VMware Cloud Community
gdesmo
Enthusiast
Enthusiast

W2K3 Domain controller on VM

We did a dc promo on our first vm DC here. It did not function well for the 3 weeks it was a dc. The DC would stop accepting any (domain admin) account logon requests at the console every few days. It had to be re-booted to get it working again. To not risk AD corruption we have dc promo it out of the domain. Time sync on the dc looked good every time I checked it.

There are several re-commendations in the link below. But some steps I am unsure if I should implement or not. Because of the context in which I read them. I was not at the vm world presentation.

http://download3.vmware.com/vmworld/2006/tac9710.pdf

Environment

ESX 3.0.1 32039

Windows 2003 enterprise SP1 vm 2 vcpu

Single vmdk file for OS, logs, sysvol etc....

Some steps I took to try and resolve the issue:

Changed disk to independent/persistent mode

Disabled the sync driver. Even though we were not using vcb to back it up.

http://kb.vmware.com/KanisaPlatform/Publishing/947/5962168_f.SAL_Public.html

Neither change had a positive effect.

Thanks for your thoughts....

Some events that we noticed when the dc started having problems. May or may not be related:

Event Type: Information

Event Source: LGTO_Sync

Event Category: None

Event ID: 1

Date: 2/16/2007

Time: 5:16:08 PM

User: N/A

Computer: CEINVDC03

Description:

The description for Event ID ( 1 ) in Source ( LGTO_Sync ) cannot be found. The local computer may not have the necessary registry information or message DLL files to display messages from a remote computer. You may be able to use the /AUXSOURCE= flag to retrieve this description; see Help and Support for details. The following information is part of the event: , Flush Completed.
::::::
WHAT THIS EXERCISE ASKS:
[1] Summarize the forum post about the Windows 2003 domain controller in two sentences.
[2] List every item given under the "Environment" heading in the forum post.
[3] For each statement, say whether it agrees with the forum post, and quote the words that decide it.
(a) The virtual machine served as a domain controller for three weeks.
(b) The poster attended the VMworld presentation.
(c) The domain controller was being backed up with VCB.

RAW RECORDS:
::::::
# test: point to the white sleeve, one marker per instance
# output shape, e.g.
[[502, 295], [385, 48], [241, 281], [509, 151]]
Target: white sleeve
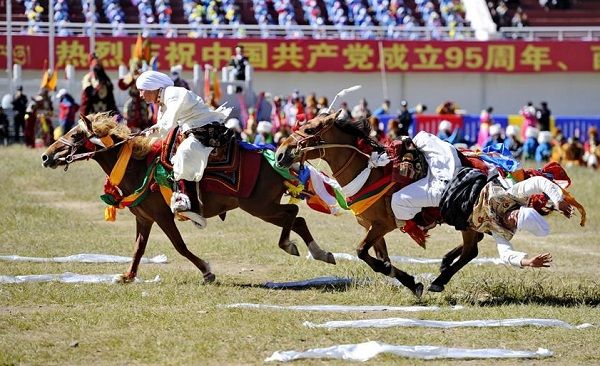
[[173, 100], [506, 252], [537, 185]]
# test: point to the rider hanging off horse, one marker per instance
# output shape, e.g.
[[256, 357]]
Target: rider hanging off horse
[[202, 130]]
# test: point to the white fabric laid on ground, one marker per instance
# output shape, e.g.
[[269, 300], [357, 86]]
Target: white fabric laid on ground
::::::
ANSWERS FOR THIS EXERCISE:
[1] A first domain controller on a virtual machine stopped accepting domain admin logons at the console every few days during its three weeks as a DC and had to be rebooted each time, so it was demoted out of the domain to avoid AD corruption. Changing the disk to independent/persistent mode and disabling the sync driver had no positive effect.

[2]
- ESX 3.0.1 32039
- Windows 2003 enterprise SP1 vm 2 vcpu
- Single vmdk file for OS, logs, sysvol etc.

[3]
(a) Yes: "It did not function well for the 3 weeks it was a dc."
(b) No: "I was not at the vm world presentation."
(c) No: "Even though we were not using vcb to back it up."